**Request:**
Lay out all of the data below as a two-column CSV with the headers input and output. Give one row for each text and its answer, putting each in a single quoted field with line breaks replaced by spaces.

Stored entries:
^^^^
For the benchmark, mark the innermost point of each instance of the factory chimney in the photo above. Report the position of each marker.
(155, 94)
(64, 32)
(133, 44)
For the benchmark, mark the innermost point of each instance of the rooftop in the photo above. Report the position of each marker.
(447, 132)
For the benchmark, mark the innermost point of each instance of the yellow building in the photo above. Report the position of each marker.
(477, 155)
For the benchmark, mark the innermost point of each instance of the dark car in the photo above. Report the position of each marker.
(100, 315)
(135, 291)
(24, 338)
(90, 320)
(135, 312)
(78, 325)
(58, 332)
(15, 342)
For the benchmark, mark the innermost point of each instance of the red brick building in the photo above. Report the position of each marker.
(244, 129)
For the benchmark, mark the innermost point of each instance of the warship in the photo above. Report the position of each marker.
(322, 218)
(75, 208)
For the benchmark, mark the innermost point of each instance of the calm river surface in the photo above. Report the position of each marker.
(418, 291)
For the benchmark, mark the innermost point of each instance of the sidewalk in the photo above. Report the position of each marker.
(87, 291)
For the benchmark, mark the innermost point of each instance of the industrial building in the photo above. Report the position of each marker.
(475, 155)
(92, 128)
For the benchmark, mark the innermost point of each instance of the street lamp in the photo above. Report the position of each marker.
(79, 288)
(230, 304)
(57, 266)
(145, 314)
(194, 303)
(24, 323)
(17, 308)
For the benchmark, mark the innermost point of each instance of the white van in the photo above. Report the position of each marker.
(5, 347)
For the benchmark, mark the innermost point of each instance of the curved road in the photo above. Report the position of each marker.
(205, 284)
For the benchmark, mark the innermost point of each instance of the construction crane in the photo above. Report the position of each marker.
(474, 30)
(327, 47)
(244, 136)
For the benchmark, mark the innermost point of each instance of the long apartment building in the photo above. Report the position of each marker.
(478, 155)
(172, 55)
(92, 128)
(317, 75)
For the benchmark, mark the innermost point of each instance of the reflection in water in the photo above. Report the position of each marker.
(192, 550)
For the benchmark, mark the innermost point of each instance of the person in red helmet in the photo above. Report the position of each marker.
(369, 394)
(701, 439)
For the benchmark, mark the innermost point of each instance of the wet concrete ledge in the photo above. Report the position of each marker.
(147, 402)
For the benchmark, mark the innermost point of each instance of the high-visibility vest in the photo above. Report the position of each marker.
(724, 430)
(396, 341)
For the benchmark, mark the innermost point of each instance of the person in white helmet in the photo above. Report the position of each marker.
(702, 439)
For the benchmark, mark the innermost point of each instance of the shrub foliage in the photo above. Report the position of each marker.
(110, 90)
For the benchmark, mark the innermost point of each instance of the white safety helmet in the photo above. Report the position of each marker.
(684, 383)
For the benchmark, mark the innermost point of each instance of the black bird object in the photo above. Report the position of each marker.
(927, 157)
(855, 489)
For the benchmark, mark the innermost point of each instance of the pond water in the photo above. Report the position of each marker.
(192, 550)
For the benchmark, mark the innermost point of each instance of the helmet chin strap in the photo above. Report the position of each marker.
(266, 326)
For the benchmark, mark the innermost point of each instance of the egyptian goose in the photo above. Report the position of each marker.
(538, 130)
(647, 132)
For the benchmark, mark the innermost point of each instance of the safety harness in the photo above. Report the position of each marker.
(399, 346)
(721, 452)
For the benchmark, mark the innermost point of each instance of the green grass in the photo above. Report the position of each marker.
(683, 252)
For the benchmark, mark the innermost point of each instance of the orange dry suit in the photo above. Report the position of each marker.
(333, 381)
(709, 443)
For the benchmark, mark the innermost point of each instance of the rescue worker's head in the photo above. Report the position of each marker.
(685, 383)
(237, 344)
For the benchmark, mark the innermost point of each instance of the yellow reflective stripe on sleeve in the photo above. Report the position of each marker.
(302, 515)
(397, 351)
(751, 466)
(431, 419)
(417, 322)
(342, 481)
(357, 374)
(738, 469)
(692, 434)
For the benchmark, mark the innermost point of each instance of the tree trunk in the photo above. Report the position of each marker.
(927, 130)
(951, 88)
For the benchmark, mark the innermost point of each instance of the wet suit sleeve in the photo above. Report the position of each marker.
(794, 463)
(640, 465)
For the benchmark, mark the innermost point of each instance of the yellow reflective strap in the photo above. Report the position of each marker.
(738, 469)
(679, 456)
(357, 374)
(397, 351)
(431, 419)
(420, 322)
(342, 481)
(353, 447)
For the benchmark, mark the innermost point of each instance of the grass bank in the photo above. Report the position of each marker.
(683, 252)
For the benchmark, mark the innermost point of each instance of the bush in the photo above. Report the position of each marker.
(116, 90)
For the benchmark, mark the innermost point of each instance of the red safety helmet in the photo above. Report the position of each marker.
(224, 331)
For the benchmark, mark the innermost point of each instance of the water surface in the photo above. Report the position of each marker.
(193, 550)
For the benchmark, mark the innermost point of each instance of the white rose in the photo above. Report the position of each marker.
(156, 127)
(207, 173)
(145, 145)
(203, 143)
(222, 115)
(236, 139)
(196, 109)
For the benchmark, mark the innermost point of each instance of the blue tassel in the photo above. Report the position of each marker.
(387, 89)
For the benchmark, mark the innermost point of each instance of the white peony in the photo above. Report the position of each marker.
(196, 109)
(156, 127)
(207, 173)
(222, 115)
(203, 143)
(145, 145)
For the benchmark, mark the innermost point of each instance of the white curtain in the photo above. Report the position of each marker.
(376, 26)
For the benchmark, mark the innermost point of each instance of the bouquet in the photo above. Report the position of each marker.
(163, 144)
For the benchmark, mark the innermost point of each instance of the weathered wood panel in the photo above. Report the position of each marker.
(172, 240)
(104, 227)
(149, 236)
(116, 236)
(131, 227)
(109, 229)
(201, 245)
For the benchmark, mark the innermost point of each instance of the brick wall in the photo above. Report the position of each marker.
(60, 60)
^^^^
**Full response:**
input,output
"For the benchmark, mark the innermost point of each instance of the factory chimney in the photo above. Report the position of each marker.","(155, 94) (64, 32) (133, 44)"
"For the benchmark, mark the innermost point of each instance of the rooftop in the photo above. Report the position of each marker.","(447, 132)"
"For the benchmark, mark the innermost point of each instance of the yellow building in the photo above. Report the position of each marker.","(477, 155)"
"For the benchmark, mark the innermost point of each instance of the dark car in the photo above. Report the position of each marker.","(100, 315) (135, 291) (24, 338) (90, 320) (135, 312) (78, 325) (58, 332) (15, 342)"
"For the benchmark, mark the innermost point of each instance of the red brick building in the photo above. Report the position of each marker.","(244, 129)"
"For the benchmark, mark the innermost point of each instance of the warship in the photo above. Report the position of each marker.","(322, 218) (75, 208)"
"For the benchmark, mark the innermost point of each instance of the calm river surface in the photo above. Report the position of each marker.","(418, 291)"
"For the benchmark, mark the innermost point of each instance of the sidewalk in the photo above. Report the position of each marker.","(87, 291)"
"For the benchmark, mark the innermost point of each instance of the industrial building in the photo above. Report the position of each marker.","(475, 155) (92, 128)"
"For the benchmark, mark the innermost point of each instance of the street lamp in the photo above. Report the position of each marker.","(79, 288) (230, 304) (57, 266) (145, 314) (194, 303) (24, 323) (17, 308)"
"For the benchmark, mark the innermost point of each instance of the white van in the photo above. Report the position of each marker.","(5, 347)"
"For the benchmark, mark the innermost point of each instance of the curved road in the photo above. Report the position of each marker.","(205, 284)"
"For the benchmark, mark the innermost point of each instance of the construction crane in the photo above. Report the position of each marker.","(474, 30) (327, 47) (244, 136)"
"For the benchmark, mark the innermost point of each instance of the long apartment building in the photo above. Report the position of each marker.","(478, 155) (172, 55) (92, 128) (317, 75)"
"For the benchmark, mark the innermost point of each instance of the reflection in water in the photo above. Report the position of each marker.","(192, 550)"
"For the benchmark, mark the innermost point of each instance of the person in red helmet in the photo above. Report the position of each marker.","(369, 394) (701, 439)"
"For the benchmark, mark the innermost point of each instance of the wet concrete ledge in the photo above. Report the position of each marker.","(147, 402)"
"For the benchmark, mark the innermost point of each instance of the high-visibility vest in the photo above. Report the position of each marker.","(724, 430) (396, 341)"
"For the benchmark, mark the innermost point of each instance of the person in white helmet in the photo above. Report the position of each marker.","(702, 439)"
"For the benchmark, mark the innermost point of each instance of the shrub foliage in the photo above. Report the position of each marker.","(110, 90)"
"For the benchmark, mark the innermost point of each instance of the white safety helmet in the photo above. Report the position of each marker.","(684, 383)"
"For the benchmark, mark the innermost point of each instance of the black bird object in the photo above. Report the position of each marker.","(927, 157) (855, 489)"
"For the benchmark, mark the innermost point of each instance of the pond water in the photo above. Report the position of each marker.","(192, 550)"
"For the benchmark, mark the innermost point of each instance of the helmet chin strap in the photo above. Report the position of each marker.","(266, 326)"
"For the benchmark, mark the innermost point of each instance of the egyptian goose in the photo above. Report the position of each marker.","(538, 130) (647, 132)"
"For the benchmark, mark the innermost point of each instance of the safety harness in the photo above. Report the position of each marker.","(399, 346) (721, 452)"
"For the benchmark, mark the innermost point of each instance of the green grass in the photo above. Report the position of each marker.","(683, 252)"
"For the benchmark, mark the innermost point of each instance of the orange dry suit in the photo above. Report the position of each marker.","(333, 381) (709, 443)"
"For the benchmark, mark the innermost point of each instance of the rescue worker's head in the photo above. Report the position of each marker.","(685, 383) (237, 344)"
"For the benchmark, mark the innermost point of each instance of the yellow reflective stripe on sleeve in the photo above. Report the position of each marker.","(302, 515) (397, 351) (751, 466) (431, 419) (417, 322) (342, 481) (357, 374) (738, 469) (692, 434)"
"For the benchmark, mark the innermost point of each instance of the tree trunk in the photo above. Report the position of each marker.","(927, 130) (951, 88)"
"For the benchmark, mark the innermost point of each instance of the wet suit sleeve in the photo above. Report the position of each marker.","(794, 463) (640, 465)"
"For the benchmark, mark the innermost point of each instance of the yellow reflective strap in the photo above. Report the position of each marker.","(738, 469) (679, 456) (357, 374) (397, 351) (431, 419) (420, 322) (342, 481) (353, 447)"
"For the benchmark, mark the innermost point of each instance of the grass bank in the photo above. Report the position of each marker.","(683, 252)"
"For the benchmark, mark the innermost point of each instance of the bush in the photo above. Report the position of each marker.","(116, 90)"
"For the benchmark, mark the innermost point of each instance of the red safety helmet in the photo above. Report the position of each marker.","(224, 331)"
"For the benchmark, mark the innermost point of each instance of the water surface in the photo above. Report the position of each marker.","(193, 550)"
"For the benchmark, mark the innermost point of each instance of the white rose in the photo above. Report the position of each marker.","(156, 127) (207, 173) (145, 145) (203, 143) (222, 115) (236, 139) (196, 109)"
"For the benchmark, mark the innermost point of each instance of the blue tassel in the photo above. Report the position of each marker.","(387, 89)"
"For the benchmark, mark the innermost point of each instance of the white peony in the photo above. Report the position of each marker.","(196, 109) (156, 127) (207, 173) (222, 115) (203, 143) (145, 145)"
"For the benchmark, mark the innermost point of each instance of the white curtain in the photo above. Report the position of each marker.","(376, 26)"
"For the benchmark, mark the innermost point of each instance of the bouquet in the photo above. Report the position of each marker.","(163, 144)"
"For the benchmark, mark the innermost point of each instance of the weathered wood panel in the photo above. Report the position of each marker.","(172, 240) (104, 227) (149, 236) (116, 236) (131, 227) (109, 229) (201, 245)"
"For the benchmark, mark the innermost point of each instance of the brick wall in the photo above. Report the position of each marker.","(60, 60)"